What the task asks
Using "forest" as the search string, find the matching lines below and copy them.

(Data section Opens)

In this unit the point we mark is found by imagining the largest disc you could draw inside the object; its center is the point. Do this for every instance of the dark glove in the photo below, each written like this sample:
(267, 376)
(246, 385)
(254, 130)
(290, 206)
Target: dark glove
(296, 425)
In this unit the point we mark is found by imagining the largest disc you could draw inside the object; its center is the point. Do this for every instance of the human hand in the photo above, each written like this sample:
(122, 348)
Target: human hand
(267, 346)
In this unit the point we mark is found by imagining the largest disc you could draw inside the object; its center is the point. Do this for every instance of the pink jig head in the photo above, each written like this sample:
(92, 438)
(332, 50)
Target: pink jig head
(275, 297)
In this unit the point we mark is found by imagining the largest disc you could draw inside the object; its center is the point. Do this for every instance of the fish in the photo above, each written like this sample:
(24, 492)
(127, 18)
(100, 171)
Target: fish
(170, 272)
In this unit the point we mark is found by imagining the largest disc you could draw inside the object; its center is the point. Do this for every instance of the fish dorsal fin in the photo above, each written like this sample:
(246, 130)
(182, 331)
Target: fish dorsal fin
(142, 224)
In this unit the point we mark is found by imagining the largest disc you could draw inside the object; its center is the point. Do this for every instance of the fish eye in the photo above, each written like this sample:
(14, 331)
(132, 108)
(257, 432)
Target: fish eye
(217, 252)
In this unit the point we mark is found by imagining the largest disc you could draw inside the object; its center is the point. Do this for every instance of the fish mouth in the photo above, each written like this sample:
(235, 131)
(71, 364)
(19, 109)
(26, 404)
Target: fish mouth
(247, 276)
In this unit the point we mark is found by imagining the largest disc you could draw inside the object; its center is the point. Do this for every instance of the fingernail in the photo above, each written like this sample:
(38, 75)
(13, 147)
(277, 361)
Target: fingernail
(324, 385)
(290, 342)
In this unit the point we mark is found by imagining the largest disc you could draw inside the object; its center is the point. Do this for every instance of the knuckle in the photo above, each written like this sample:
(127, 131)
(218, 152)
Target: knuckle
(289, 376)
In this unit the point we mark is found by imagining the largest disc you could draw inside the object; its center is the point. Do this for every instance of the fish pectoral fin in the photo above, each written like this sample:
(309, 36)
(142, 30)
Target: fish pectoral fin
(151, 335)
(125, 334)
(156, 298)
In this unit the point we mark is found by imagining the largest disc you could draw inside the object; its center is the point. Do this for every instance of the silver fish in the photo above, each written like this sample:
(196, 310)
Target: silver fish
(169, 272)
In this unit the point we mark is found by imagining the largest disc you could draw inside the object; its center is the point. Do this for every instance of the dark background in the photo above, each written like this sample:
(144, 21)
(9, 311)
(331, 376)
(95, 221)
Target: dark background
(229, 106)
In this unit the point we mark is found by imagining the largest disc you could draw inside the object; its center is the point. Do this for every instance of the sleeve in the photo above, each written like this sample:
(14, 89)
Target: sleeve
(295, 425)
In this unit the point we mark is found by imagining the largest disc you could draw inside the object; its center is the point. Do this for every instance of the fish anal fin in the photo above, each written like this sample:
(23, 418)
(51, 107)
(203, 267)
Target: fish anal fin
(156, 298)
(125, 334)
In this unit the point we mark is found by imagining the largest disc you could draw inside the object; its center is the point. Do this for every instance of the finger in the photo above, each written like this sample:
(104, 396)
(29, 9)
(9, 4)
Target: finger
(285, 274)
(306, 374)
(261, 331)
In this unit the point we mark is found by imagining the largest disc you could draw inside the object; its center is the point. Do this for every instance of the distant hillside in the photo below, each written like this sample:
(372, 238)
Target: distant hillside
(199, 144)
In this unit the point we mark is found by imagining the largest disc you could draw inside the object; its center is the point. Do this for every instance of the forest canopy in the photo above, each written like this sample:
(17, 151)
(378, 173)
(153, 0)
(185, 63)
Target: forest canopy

(Data section Closes)

Your response
In this unit the point we mark is found by imagining the largest disc you could draw inside the object; its center is the point. Do this for every instance of the forest canopy in the photo above, each written like this sample:
Target: forest canopy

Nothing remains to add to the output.